**Point labeling examples**
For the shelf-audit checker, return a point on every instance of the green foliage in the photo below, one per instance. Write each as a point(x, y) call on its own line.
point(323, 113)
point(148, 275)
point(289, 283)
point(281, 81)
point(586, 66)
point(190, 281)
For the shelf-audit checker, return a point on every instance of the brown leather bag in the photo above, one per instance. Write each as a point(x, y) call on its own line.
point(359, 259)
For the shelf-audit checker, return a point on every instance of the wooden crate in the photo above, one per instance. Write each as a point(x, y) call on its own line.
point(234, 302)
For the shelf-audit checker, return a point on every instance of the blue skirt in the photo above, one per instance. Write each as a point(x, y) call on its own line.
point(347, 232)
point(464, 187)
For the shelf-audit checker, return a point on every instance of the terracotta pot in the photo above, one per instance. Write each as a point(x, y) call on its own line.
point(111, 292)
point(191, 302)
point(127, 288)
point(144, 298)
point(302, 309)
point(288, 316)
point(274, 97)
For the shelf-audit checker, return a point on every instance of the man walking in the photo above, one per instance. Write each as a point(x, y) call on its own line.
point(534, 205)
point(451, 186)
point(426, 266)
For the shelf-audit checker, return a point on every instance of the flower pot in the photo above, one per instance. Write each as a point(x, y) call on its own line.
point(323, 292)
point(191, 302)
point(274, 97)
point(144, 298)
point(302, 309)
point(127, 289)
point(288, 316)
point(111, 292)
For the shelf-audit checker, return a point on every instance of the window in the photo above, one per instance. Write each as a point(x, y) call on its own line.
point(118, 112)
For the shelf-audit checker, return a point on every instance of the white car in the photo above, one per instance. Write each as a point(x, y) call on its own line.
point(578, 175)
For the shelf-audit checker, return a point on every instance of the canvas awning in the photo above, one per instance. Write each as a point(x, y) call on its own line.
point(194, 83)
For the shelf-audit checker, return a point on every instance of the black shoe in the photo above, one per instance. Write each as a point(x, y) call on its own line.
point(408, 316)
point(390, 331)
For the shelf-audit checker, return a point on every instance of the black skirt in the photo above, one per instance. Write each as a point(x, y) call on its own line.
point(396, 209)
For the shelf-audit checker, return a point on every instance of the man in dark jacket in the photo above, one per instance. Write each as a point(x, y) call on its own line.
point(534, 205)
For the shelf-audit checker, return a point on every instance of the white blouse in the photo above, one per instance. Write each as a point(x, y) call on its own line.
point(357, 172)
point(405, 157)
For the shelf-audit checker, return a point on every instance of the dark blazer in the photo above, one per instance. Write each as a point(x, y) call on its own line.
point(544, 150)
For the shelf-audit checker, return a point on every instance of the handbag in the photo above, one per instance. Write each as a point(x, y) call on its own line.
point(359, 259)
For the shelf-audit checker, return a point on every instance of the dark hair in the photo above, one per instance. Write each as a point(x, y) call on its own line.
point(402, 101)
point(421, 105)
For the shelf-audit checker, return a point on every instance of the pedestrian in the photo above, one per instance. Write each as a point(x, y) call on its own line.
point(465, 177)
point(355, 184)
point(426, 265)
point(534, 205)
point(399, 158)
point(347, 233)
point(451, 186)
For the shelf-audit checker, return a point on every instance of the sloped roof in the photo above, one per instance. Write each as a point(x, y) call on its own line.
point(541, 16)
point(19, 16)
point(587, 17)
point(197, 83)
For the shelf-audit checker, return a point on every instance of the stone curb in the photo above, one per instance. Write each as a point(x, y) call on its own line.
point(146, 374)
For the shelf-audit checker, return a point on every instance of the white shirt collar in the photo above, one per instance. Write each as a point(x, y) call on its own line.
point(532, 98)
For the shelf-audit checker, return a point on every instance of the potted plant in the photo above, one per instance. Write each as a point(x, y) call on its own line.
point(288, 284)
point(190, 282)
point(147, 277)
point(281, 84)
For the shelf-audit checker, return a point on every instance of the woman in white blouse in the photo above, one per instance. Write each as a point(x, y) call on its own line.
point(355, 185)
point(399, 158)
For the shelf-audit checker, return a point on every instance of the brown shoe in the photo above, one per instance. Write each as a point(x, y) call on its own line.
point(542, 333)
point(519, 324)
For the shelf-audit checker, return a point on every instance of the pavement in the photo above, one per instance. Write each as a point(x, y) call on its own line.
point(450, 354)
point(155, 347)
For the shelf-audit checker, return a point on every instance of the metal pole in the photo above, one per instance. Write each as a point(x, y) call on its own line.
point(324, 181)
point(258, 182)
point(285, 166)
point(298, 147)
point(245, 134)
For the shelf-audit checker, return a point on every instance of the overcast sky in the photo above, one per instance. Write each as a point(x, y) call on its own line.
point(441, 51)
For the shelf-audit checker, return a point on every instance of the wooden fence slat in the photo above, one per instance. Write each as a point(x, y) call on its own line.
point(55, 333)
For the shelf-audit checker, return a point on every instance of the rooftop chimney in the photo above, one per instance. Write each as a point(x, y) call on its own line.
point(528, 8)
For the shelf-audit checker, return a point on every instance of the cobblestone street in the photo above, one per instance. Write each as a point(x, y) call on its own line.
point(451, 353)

**Written request**
Format all of the data above as a two-column CSV with the header text,answer. Each row should hold one data item: its wording goes in text and its point calls go in answer. Put each field in double quotes and replace line breaks with spaces.

**Solution to the exercise**
text,answer
"For the shelf-audit checker, return a point on every instance of the green foliage in the photo below, one per instance. Write each as a point(x, y) call on its own line.","point(323, 113) point(148, 275) point(289, 283) point(281, 81) point(586, 66) point(190, 281)"
"For the shelf-audit checker, return a point on every instance of the brown leather bag in the photo above, one per instance. Write each as a point(x, y) call on its own line.","point(359, 259)"
"For the shelf-audit checker, return a point on every instance of the wooden crate in the photo above, one per instance. Write each as a point(x, y) call on its own line.","point(234, 302)"
"For the shelf-audit checker, return a point on every instance of the blue skirt in the photo above, one per instance. Write each as a point(x, y) call on its own line.","point(347, 232) point(464, 187)"
"For the shelf-audit checker, return a point on every instance of the terracotta pot in the photo above, one per instance. Write each as a point(x, y) call on its own line.","point(111, 292) point(191, 302) point(127, 288) point(144, 298) point(302, 309) point(288, 316) point(274, 97)"
"For the shelf-audit checker, return a point on every instance of the man walking in the photo above, one per instance. Write each as a point(x, y) call on its own line.","point(534, 205) point(451, 186) point(426, 266)"
"For the shelf-audit checker, return a point on every instance of the flower pot in the photo above, one per instance. Write each as a point(x, y) call on its own line.","point(323, 292) point(191, 302) point(274, 97) point(144, 298) point(302, 309) point(127, 289) point(288, 316) point(111, 292)"
"For the shelf-audit checker, return a point on every instance of the window in the photo above, one per instance. Write each as a point(x, y) call on its own line.","point(118, 112)"
"For the shelf-audit checker, return a point on every instance of the white car in the photo above, one per instance. Write each as a point(x, y) call on its own line.","point(578, 175)"
"For the shelf-audit checker, return a point on every instance of the canvas awning in the photo above, one per instance. Write each as a point(x, y) call on its own line.","point(194, 83)"
"For the shelf-audit checker, return a point on every instance of the black shoe in the photo above, one per instance. Write each as a point(x, y) call on its own line.","point(408, 316) point(390, 331)"
"For the shelf-audit checker, return a point on every instance of the black skirt in the photo above, one per instance. Write each as a point(x, y) call on its own line.","point(396, 209)"
"For the shelf-audit checker, return a point on every instance of the man in dark jacket in the photo above, one per instance. Write each as a point(x, y) call on its own line.","point(534, 205)"
"For the shelf-audit checker, return a point on every instance of the white blouse in the photo above, one per instance. Write each as a point(x, y) call on its own line.","point(357, 172) point(405, 157)"
"For the shelf-audit checker, return a point on every instance of the dark blazer in the photo above, one per instance. Write each as a point(x, y) call on its own line.","point(544, 150)"
"For the shelf-audit checker, return a point on every instance of the handbag in the photo above, one per instance. Write each as a point(x, y) call on its own line.","point(359, 259)"
"For the shelf-audit checker, return a point on every instance of the dark hair in the photo above, one per instance. Write each as a point(x, y) call on its own line.","point(402, 101) point(421, 105)"
"For the shelf-audit checker, return a point on every instance of the pedestrian in the photo above, one per instance. Write each as a point(x, y) call on its own line.","point(465, 177) point(355, 184) point(426, 265) point(534, 205) point(399, 158) point(347, 233) point(451, 186)"
"For the shelf-audit checker, return a point on every instance of the sloped roof in the photo above, one per instance. Write each as a point(x, y) call on its own line.","point(541, 16) point(19, 16) point(587, 17) point(197, 83)"
"For the shelf-audit checker, return a point on every instance of the stone curb in the photo above, one per instance. Write each as a point(x, y) call on its own line.","point(146, 374)"
"For the shelf-audit checker, return a point on every instance of the white shirt collar in the photo above, one per instance. Write each as a point(x, y) call on its own line.","point(532, 98)"
"For the shelf-audit checker, return a point on every instance of the potted plant in the photo above, one per instance. Write each as a point(x, y) call on its own line.","point(288, 284) point(190, 282) point(147, 277) point(281, 84)"
"For the shelf-audit checker, return a point on every instance of the woman in white blouse in the photo above, one per instance. Write each as a point(x, y) call on its own line.","point(355, 185) point(399, 158)"
"For the shelf-audit checker, return a point on every instance of the brown shoe in the photo above, one per instance. Write each as a point(x, y) call on its own line.","point(542, 333) point(519, 324)"
"For the shelf-audit checker, return a point on every instance of the pavement in the photo above, one per instance. Write each as a point(x, y) call on its own line.","point(450, 354) point(155, 347)"
"For the shelf-audit checker, return a point on every instance of the metal pole in the photo above, one per instance. Write each as a point(x, y) call on its own line.","point(324, 181) point(258, 182) point(285, 166) point(298, 147) point(245, 134)"
"For the shelf-audit checker, return a point on every instance of the overcast sky in the photo above, one per instance. Write each as a point(x, y) call on its own line.","point(441, 51)"
"For the shelf-audit checker, return a point on every instance of the wooden fence slat in the photo above, one per instance. Write each as a point(x, y) call on its own line.","point(55, 333)"
"For the shelf-audit checker, return a point on every instance of the rooftop chimney in the photo above, one per instance. Write each as a point(x, y) call on its own line.","point(528, 8)"
"For the shelf-audit checker, return a point on every instance of the cobblestone street in the photo above, one per instance. Write each as a point(x, y) call on its own line.","point(451, 353)"